Exercise goal: According to the article on the UK tax threshold freeze, roughly how much is the freeze expected to raise each year by 2028?

Text for analysis:
◇ ◇ ◇

In April 2021, the UK government implemented what many tax experts consider a stealth tax hike - freezing income tax and National Insurance thresholds until 2028.
The freeze was originally announced in the March 2021 Budget to run until 2025/26, and had then been extended in the Autumn Statement 2022 to run until 2027/28. Autumn Statement 2023 further extended the freeze on income tax thresholds until the 2028/29 fiscal year. Now there is a chance that the Spring Statement 2025 this month could see the freeze extended another year taking the frozen thresholds and their fiscal drag effect through to the end of the decade.
While not technically a tax increase, freezing tax thresholds has profound implications for millions of workers across the UK, especially given the periods of high inflation we've gone and are going through. Our calculator reveals just how much this policy affects your take-home pay and purchasing power over this decade.
When the government freezes tax thresholds, they're employing a tactic economists call fiscal drag<. As wages rise with inflation, more of your income gets pulled into higher tax brackets, while allowances remain fixed. The result? You pay more tax without Parliament ever voting for a tax increase.
In normal times, tax thresholds typically rise with inflation. When they don't, the government effectively gets an automatic tax increase each year. With inflation reaching 9.1% in 2022 and 7.3% in 2023, these frozen thresholds have pulled millions of additional people into paying higher taxes.
Our UK Tax and Inflation Impact Calculator allows you to see precisely how these frozen thresholds affect your specific situation from 2021 through 2030. By entering your gross annual income, you'll receive a detailed year-by-year breakdown showing:
- Your expected take-home pay under frozen thresholds.
- What your take-home pay would have been if thresholds had risen with inflation.
- The real purchasing power of your income after accounting for inflation.
- The exact amount of additional tax you're paying due to the threshold freeze.
What makes this threshold freeze particularly painful is that it coincides with a period of high inflation. Not only are you paying more tax as a percentage of your income, but that income buys less in real terms.
Our calculator reveals this double squeeze by showing your real purchasing power alongside your nominal income. For most people, despite receiving nominal pay rises, their actual standard of living is decreasing when both tax increases and inflation are factored in.
Planning for future finances is crucial for effective tax planning. Some considerations to reduce the impact of these types of stealth tax rises include:
- Pension contributions: These remain one of the most tax-efficient ways to save, as they reduce your taxable income.
- ISA allowances: Make full use of your annual £20,000 ISA allowance for tax-free investment growth. Though the ISA allowance may be reducing.
- Salary sacrifice schemes: These can provide NI savings for both employees and employers.
- Tax-efficient investing: Consider whether investments generating capital gains (taxed at lower rates than income) might be more advantageous than those generating income.
The government's threshold freeze is expected to bring in approximately £25 billion per year by 2028, helping to address public finances still recovering from the pandemic and energy crisis spending. However, this comes at a cost to household finances and potentially economic growth. As more income is directed to taxation rather than consumption or savings, there may be a dampening effect on the broader economy.

◇ ◇ ◇

Data records:
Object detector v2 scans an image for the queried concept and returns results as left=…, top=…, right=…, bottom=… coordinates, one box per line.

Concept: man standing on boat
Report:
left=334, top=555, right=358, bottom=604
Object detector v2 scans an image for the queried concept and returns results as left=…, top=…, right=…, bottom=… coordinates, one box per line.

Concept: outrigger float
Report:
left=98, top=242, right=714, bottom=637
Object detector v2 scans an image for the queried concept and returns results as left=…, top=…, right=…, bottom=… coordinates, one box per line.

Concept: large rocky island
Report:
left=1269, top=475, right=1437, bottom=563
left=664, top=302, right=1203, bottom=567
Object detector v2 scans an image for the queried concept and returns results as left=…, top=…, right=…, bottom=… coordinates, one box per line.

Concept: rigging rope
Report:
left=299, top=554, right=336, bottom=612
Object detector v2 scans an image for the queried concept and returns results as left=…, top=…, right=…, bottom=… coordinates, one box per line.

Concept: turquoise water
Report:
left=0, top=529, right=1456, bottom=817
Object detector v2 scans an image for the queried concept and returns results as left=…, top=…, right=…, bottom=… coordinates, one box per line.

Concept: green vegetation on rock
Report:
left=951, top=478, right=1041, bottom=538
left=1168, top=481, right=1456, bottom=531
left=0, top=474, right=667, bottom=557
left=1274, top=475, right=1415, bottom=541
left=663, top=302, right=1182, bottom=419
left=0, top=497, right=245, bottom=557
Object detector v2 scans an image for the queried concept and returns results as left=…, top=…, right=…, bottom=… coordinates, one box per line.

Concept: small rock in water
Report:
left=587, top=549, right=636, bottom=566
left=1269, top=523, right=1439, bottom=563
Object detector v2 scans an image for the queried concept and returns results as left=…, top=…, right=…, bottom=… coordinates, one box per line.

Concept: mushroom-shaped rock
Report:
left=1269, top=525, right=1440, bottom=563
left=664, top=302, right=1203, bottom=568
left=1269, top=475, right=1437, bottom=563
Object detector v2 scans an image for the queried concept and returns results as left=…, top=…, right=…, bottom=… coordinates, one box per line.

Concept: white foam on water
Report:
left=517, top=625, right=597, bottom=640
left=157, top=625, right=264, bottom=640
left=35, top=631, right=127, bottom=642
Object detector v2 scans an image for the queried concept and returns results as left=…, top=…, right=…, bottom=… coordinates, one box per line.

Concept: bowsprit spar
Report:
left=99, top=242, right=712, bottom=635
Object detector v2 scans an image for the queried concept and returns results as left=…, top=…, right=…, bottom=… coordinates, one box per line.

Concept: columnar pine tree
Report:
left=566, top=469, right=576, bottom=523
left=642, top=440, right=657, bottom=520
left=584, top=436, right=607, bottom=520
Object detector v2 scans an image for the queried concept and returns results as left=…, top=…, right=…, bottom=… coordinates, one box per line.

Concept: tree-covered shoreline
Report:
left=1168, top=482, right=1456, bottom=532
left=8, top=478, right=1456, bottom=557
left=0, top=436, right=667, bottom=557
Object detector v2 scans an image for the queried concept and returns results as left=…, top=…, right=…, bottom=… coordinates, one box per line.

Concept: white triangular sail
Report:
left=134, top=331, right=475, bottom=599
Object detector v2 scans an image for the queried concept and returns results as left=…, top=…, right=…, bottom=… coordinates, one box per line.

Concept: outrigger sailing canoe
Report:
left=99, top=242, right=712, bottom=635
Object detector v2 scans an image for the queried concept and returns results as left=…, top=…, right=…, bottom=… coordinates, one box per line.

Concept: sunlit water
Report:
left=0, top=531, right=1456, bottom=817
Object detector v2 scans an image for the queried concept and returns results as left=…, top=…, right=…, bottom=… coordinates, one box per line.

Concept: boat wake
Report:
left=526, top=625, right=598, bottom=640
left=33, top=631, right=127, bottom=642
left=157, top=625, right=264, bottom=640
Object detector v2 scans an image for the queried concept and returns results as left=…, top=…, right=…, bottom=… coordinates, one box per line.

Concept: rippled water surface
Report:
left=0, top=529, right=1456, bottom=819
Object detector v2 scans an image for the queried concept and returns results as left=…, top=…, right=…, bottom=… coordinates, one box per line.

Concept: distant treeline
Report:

◇ ◇ ◇

Solution to the problem: Approximately £25 billion per year.